> What the task requires
Copy each of the entries below line for line, keeping every character unchanged.

[start]

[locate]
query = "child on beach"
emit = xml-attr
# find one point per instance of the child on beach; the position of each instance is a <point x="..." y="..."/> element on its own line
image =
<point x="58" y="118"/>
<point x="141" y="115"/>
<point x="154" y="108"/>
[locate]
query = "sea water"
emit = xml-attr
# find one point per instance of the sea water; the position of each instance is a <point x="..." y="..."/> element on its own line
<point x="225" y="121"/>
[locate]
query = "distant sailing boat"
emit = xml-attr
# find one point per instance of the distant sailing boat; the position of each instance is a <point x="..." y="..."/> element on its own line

[end]

> Correct response
[locate]
query = "child on beach"
emit = xml-attr
# find one point per instance of the child on beach; the position of each instance is a <point x="..." y="..."/> element on its own line
image =
<point x="58" y="118"/>
<point x="141" y="115"/>
<point x="154" y="108"/>
[locate]
query = "sea water"
emit = xml-attr
# find one point per instance of the sea water; the position of each instance is a <point x="..." y="..."/> element on its own line
<point x="225" y="121"/>
[locate]
query = "distant sailing boat"
emit = xml-attr
# find one point per instance of the distant sailing boat; the position of each instance is a <point x="..." y="..."/> element on its own line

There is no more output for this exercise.